▸ **Text block**
*** Begin section ***

Property has always been a popular form of investment amongst Australians. It has a perceived level of security as it is tangible and most investors have experience with property through home ownership.
With the current record low interest rates, investors have continued to increase their appetite for buying property. Housing finance has increased as have the number of building approvals. With the low interest environment, investors demand in property is likely to continue to drive some level of capital growth over the coming year.
Investments in property can be made either directly through the purchase of specific land or structures, or indirectly through either listed or unlisted property trusts. Trusts are an effective investment vehicle for Self Managed Super Fund (SMSF) trustees who want to create a diversified property portfolio, because direct property investments require significant funds, although structured borrowing arrangements can help.
Commercial (business real property)
- Real estate investment trusts (REITs)
- Unlisted property trusts
- Related party unit trust
- Unrelated private unit trust
SMSF Limited Recourse Borrowing Arrangements (LRBA)
There has been a great deal of discussion in recent months on borrowing by SMSFs since the Financial System Inquiry report release last December recommending to the Government to ban all borrowing by SMSFs.

*** End section ***

▸ **Your objective**
Rewrite the property investment text from "Investments in property" to "Borrowing Arrangements (LRBA)", substituting "substantial" for "significant". The data is not needed.

▸ **Given data**
*** Begin section ***

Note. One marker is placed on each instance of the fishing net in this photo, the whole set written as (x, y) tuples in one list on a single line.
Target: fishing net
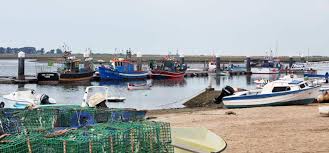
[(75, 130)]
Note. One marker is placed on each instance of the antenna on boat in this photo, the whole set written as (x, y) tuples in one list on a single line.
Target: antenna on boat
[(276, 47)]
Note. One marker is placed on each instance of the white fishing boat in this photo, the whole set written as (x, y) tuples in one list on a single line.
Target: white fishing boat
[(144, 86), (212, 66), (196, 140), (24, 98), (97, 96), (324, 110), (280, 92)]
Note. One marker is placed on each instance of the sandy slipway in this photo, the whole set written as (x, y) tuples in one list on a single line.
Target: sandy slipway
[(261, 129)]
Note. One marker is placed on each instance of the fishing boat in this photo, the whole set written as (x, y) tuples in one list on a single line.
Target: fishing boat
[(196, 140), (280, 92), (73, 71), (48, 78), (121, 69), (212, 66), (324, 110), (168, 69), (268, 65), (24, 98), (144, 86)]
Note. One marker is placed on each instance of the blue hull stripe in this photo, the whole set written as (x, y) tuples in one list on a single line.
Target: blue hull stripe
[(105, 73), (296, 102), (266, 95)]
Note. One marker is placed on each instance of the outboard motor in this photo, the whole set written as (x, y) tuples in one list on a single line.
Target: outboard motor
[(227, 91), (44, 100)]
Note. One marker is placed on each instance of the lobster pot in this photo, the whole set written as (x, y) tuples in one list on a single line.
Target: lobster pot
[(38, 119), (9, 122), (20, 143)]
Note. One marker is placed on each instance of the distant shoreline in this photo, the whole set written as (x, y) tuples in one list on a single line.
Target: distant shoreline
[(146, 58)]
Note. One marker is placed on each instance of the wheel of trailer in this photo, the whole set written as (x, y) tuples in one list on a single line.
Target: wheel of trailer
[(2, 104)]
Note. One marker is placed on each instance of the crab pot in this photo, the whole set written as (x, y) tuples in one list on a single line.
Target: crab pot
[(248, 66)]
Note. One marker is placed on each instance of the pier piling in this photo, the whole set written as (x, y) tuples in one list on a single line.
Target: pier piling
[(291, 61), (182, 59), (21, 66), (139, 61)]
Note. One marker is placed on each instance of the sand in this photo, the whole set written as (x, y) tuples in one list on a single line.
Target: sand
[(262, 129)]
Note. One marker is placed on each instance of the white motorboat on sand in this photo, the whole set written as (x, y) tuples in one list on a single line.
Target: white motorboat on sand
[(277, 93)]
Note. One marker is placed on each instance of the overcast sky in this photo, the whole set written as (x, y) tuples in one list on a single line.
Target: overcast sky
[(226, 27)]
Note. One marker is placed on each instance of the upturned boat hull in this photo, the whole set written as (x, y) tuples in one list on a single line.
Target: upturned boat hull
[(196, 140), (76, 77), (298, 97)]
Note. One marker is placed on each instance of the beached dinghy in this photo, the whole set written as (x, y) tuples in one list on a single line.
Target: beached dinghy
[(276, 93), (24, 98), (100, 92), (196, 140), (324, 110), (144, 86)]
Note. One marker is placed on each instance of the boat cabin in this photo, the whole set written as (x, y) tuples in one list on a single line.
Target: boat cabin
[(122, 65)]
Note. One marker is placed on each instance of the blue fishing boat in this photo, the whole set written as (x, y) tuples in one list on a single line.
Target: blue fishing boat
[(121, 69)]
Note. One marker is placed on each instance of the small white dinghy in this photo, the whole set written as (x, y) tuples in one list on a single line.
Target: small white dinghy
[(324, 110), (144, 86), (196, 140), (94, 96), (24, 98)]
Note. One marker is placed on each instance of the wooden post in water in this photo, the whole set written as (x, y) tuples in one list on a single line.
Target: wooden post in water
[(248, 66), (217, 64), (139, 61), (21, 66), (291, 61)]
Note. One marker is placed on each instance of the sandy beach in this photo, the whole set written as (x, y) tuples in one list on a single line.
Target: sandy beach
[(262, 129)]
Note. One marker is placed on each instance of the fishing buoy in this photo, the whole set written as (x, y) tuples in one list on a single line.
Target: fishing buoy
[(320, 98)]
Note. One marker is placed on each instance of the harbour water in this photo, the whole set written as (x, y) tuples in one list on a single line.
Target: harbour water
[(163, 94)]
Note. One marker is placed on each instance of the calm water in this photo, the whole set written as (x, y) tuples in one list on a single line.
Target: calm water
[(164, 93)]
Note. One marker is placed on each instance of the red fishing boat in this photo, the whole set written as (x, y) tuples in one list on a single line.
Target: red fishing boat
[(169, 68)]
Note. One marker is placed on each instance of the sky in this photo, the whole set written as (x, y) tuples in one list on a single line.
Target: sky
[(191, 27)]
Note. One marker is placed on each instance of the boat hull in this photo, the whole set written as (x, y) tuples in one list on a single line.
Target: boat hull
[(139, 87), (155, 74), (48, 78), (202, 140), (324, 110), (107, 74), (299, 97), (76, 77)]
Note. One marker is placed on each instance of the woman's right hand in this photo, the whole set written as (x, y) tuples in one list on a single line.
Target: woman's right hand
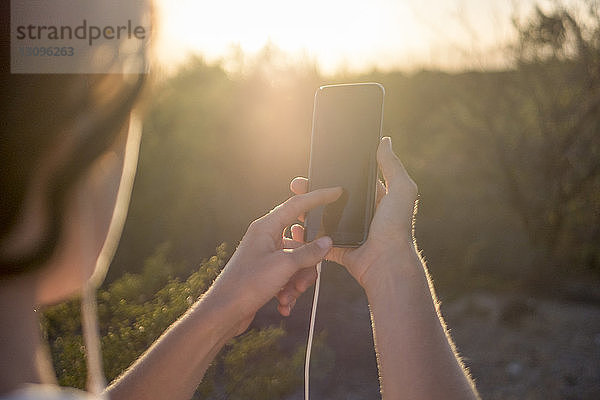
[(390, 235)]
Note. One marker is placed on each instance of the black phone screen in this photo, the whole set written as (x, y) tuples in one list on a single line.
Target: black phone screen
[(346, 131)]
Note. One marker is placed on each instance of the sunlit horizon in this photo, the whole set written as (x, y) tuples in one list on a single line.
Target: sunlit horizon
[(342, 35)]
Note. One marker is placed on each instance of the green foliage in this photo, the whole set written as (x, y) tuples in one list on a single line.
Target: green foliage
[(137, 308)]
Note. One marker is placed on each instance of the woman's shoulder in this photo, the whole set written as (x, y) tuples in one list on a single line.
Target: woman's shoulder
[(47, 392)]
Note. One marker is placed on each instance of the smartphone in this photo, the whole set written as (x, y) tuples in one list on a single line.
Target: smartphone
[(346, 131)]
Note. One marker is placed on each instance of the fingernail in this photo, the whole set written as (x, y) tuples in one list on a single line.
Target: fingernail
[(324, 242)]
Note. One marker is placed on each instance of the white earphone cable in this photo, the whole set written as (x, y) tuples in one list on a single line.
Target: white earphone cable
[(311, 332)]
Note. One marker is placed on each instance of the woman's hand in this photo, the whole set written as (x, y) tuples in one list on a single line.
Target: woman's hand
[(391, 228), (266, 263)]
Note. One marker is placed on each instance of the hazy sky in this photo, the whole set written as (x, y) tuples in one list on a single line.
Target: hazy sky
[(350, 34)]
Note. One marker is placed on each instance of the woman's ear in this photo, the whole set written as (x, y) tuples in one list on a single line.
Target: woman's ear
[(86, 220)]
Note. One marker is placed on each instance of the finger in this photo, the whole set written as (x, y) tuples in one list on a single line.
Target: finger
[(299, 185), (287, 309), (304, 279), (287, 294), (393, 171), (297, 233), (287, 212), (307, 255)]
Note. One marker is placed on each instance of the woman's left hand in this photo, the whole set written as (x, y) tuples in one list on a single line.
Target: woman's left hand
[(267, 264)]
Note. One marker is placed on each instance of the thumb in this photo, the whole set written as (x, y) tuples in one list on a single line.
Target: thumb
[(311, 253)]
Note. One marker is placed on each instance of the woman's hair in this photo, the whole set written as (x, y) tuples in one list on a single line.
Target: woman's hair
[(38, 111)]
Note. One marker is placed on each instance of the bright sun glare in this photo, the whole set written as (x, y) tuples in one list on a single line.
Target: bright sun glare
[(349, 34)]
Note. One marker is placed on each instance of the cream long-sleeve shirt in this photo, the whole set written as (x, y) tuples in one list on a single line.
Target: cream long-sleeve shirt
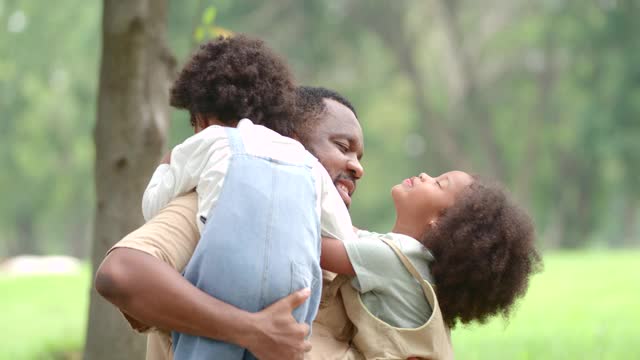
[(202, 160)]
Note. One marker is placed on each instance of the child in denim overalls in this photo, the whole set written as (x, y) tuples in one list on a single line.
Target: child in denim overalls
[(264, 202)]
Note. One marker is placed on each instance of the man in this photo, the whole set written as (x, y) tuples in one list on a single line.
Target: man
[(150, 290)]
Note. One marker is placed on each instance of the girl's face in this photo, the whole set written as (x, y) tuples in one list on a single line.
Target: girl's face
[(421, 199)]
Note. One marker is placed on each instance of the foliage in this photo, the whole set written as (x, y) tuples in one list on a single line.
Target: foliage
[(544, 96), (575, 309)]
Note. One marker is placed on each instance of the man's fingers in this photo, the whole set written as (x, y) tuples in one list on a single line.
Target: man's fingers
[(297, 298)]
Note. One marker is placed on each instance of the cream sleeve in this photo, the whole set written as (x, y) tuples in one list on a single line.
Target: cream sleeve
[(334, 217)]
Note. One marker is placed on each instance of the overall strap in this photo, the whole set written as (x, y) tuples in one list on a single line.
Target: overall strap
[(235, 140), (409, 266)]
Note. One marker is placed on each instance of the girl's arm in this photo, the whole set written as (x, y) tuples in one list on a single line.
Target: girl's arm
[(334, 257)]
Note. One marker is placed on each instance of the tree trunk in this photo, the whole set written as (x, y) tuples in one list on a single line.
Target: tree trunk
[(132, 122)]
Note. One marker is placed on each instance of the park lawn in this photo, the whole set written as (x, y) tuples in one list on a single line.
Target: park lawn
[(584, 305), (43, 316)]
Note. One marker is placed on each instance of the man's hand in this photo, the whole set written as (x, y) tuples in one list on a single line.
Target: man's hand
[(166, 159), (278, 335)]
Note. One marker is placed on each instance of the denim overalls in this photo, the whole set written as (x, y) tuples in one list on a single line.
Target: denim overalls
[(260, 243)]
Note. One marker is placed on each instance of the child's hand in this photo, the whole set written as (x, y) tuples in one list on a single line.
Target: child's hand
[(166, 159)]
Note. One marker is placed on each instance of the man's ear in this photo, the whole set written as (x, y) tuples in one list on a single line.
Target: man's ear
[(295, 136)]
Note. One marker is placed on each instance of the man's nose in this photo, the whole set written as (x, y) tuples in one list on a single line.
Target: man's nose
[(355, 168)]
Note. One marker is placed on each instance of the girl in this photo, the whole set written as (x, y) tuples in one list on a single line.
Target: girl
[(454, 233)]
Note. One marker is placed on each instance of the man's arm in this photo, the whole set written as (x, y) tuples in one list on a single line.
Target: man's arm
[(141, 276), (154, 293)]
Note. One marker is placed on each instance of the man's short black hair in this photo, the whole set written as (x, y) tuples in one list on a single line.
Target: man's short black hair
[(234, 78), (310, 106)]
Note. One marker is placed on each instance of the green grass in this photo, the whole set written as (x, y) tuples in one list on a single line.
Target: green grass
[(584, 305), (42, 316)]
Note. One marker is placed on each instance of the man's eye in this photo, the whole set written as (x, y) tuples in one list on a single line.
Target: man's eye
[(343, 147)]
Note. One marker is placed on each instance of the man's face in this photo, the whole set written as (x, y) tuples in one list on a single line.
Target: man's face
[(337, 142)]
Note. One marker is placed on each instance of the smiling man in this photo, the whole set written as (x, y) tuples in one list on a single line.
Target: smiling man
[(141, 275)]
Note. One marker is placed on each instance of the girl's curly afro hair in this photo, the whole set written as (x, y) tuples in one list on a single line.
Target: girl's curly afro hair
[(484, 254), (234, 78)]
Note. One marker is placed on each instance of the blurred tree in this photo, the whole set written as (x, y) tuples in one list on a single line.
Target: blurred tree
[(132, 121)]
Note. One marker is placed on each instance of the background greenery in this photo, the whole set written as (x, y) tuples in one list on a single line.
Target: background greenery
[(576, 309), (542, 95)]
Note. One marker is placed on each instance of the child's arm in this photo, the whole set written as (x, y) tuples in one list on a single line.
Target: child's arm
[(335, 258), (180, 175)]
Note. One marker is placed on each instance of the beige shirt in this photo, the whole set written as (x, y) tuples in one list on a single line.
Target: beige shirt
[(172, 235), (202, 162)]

*** End section ***

▸ **Response area**
Investments in property can be made either directly through the purchase of specific land or structures, or indirectly through either listed or unlisted property trusts. Trusts are an effective investment vehicle for Self Managed Super Fund (SMSF) trustees who want to create a diversified property portfolio, because direct property investments require substantial funds, although structured borrowing arrangements can help.
Commercial (business real property)
- Real estate investment trusts (REITs)
- Unlisted property trusts
- Related party unit trust
- Unrelated private unit trust
SMSF Limited Recourse Borrowing Arrangements (LRBA)